=== SELECTION ===

Now, this is in a way linked with the third ground as well, because the trial judge at court book – at the end of his judgment on the very last page of his judgment at page 80, he made the findings he did and they were contraventions of section 341 and 347, and he then, at paragraph 204, gave the parties the opportunity to, bearing in mind the potential for overlap and so forth, he set the matter down for a further hearing.


There was such a further hearing and the Full Court dealt with that at court book 173. Respectfully, there was an opportunity at the

declaration-making stage, as the Full Court noted, for there to be a debate about whether those findings of the trial judge should be converted into declarations. We propose declarations and ultimately they were agreed and accepted but subject to other arguments that are not relevant for current purposes, and the Full Court noted this at court book 173, paragraph 209 where they noted the court:


not to have pursue the point further, or resisted the terms of the declarations -


So these issues of overlapping or double jeopardy, respectfully, do not – the opportunity was there for a debate and not taken. We say the Full Court dealt with it, in any event, correctly, noting that the elements of the two contraventions are different. Section 341 does not require a request from the industrial association to make an enterprise agreement. It can simply deal with the participation in the making of an enterprise agreement. Section 347 requires that there be a lawful request to agree on favourable terms for inclusion in an enterprise agreement.


So they are different rights. We accept that the contraventions arose out of the same or very similar fact circumstances. However, any issues regarding – there is no suggestion of double punishment. Indeed, the Act makes specific provision for that circumstance to be dealt with. So, again, with regard to that issue of the overlap, we say it is not a matter of special leave. There is no general point of principle. It simply concerns the number of contraventions found and the decisions of the trial judge in the Full Court are correct.


As to the double jeopardy debate, I am not sure that it really is double jeopardy. Rather, it is an argument that really concerns what might be described as abuse of process – that is, that by we, seeking relief under 343, 346 and 348, we somehow were involved in abuse of process. Again, we say they are different contraventions found on similar facts but the finding of contraventions based on similar facts is an unremarkable outcome in civil law and in law involving civil penalties. We say there is no point of principle here and there should not be special leave granted. If the Court pleases.


KIEFEL J: Yes, thank you. Yes, Mr Borenstein.


MR BORENSTEIN: Thank you, your Honours. I will deal with Esso’s appeal first, if the Court pleases, and then move on to our appeal.


KIEFEL J: Yes, thank you.


MR BORENSTEIN: The first matter is the appeal ground in relation to section 418. We have made extensive submissions in our summary, which reflect the analysis which was applied both by the primary judge and the Full Court, and that analysis addressed the actual terms of subsection (1) of section 418, which the Court will find at court book 317. The significance of the actual terms of the subsection was not really addressed by our friends.

===

- [TASK DESCRIPTION]: List every section number that the hearing transcript above mentions, giving each only once.

=== DATA EXCERPTS ===

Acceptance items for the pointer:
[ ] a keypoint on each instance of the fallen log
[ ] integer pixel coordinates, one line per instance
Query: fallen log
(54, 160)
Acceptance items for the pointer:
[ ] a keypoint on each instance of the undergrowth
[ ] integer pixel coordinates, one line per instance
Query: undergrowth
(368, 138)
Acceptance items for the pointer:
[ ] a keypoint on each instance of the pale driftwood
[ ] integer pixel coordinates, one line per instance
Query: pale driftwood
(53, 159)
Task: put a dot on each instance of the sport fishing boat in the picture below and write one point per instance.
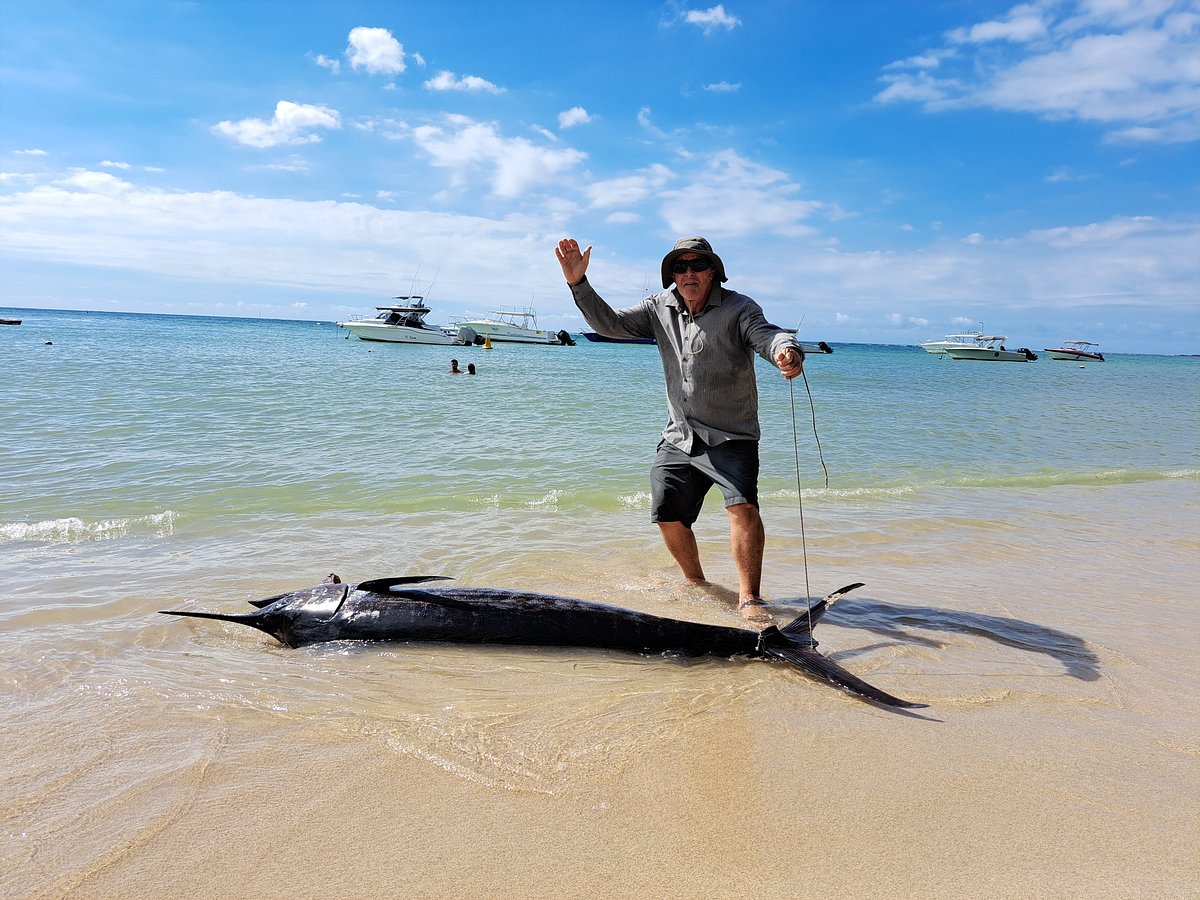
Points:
(1077, 351)
(991, 349)
(513, 324)
(402, 323)
(966, 339)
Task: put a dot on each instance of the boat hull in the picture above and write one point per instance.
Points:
(1074, 355)
(501, 333)
(370, 330)
(987, 354)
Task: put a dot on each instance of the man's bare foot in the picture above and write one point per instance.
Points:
(754, 610)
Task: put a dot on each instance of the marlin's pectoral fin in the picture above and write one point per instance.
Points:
(823, 667)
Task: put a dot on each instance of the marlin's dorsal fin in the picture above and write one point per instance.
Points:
(808, 621)
(384, 585)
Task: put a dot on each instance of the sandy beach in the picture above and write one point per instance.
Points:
(1057, 757)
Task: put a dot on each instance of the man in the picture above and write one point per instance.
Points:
(707, 337)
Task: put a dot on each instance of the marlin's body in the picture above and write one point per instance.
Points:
(394, 610)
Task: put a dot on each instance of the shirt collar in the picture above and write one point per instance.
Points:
(715, 295)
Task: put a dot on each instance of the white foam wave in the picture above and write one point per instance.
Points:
(73, 529)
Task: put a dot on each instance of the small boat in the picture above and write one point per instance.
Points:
(513, 324)
(991, 349)
(1075, 351)
(965, 339)
(402, 323)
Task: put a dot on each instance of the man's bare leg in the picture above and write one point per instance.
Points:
(681, 540)
(747, 540)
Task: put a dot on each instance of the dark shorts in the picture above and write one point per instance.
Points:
(679, 480)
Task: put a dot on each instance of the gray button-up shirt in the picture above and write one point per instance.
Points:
(707, 358)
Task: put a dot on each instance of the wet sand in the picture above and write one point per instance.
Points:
(1059, 757)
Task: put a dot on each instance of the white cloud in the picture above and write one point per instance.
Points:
(1024, 23)
(292, 124)
(513, 166)
(629, 190)
(376, 51)
(573, 117)
(222, 238)
(100, 183)
(712, 19)
(731, 195)
(1131, 66)
(449, 82)
(324, 61)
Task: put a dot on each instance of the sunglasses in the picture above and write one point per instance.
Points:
(697, 265)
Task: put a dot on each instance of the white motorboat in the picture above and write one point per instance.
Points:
(513, 324)
(966, 339)
(402, 323)
(991, 349)
(1077, 351)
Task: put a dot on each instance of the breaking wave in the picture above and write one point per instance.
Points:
(76, 531)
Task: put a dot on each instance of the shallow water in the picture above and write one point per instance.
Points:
(1027, 535)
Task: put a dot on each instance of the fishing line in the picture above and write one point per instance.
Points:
(799, 493)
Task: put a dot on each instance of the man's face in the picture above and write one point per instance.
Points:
(693, 286)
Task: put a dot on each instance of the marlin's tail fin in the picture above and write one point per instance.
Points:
(795, 643)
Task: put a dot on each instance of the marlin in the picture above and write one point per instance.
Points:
(395, 610)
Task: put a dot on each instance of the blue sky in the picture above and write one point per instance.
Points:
(886, 171)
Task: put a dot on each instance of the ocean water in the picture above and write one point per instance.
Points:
(1011, 522)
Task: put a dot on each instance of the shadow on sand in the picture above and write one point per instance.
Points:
(891, 619)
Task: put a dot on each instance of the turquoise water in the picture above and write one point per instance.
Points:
(130, 417)
(1027, 535)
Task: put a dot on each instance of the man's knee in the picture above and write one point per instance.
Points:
(743, 511)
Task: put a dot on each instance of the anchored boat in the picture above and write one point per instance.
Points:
(513, 324)
(403, 323)
(991, 349)
(1077, 351)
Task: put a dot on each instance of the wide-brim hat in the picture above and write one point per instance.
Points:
(691, 245)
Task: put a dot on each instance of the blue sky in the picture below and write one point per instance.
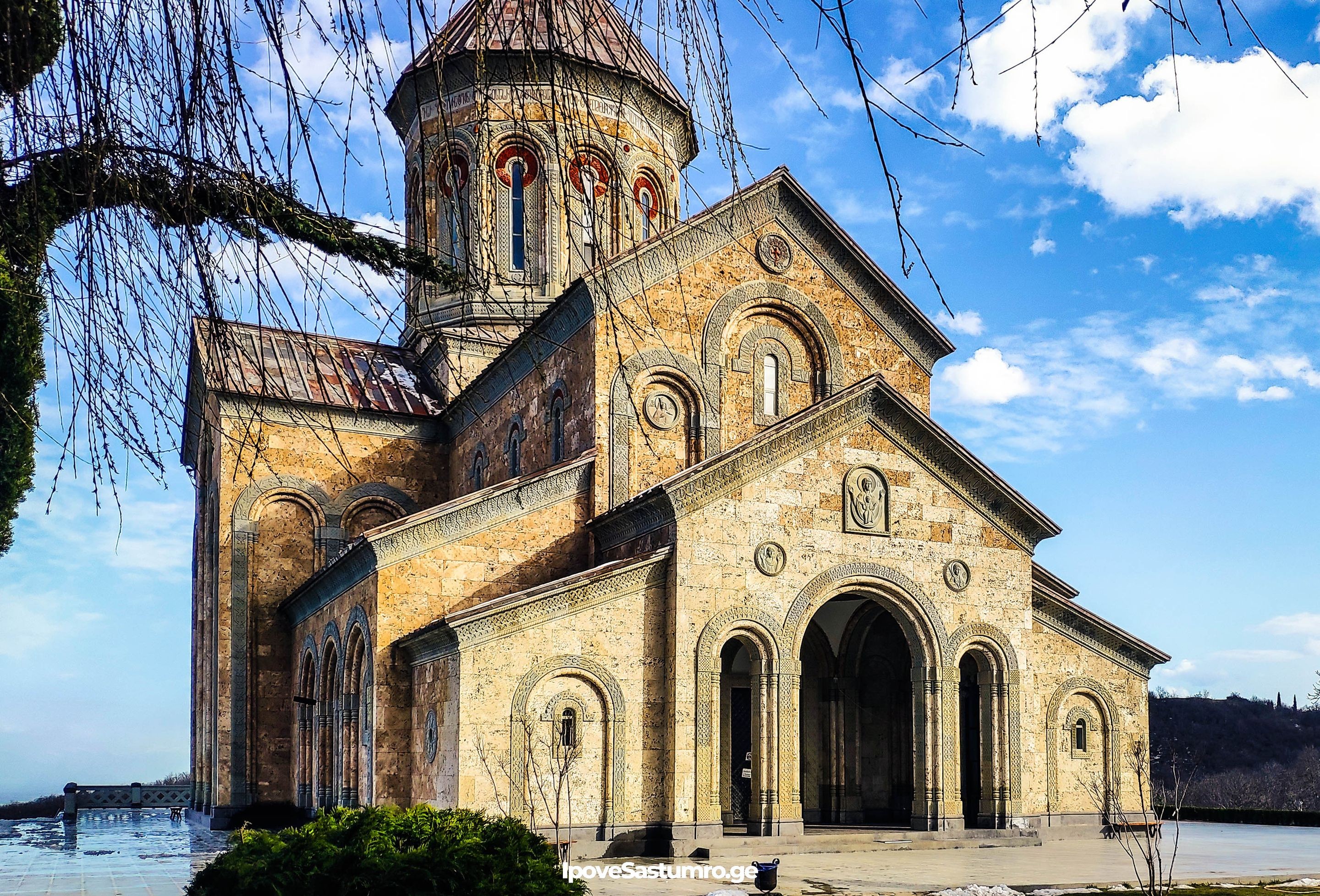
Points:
(1138, 342)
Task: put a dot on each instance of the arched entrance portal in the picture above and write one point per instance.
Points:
(856, 715)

===

- [RESPONSE TO THE TASK]: 341, 347, 343, 346, 348, 418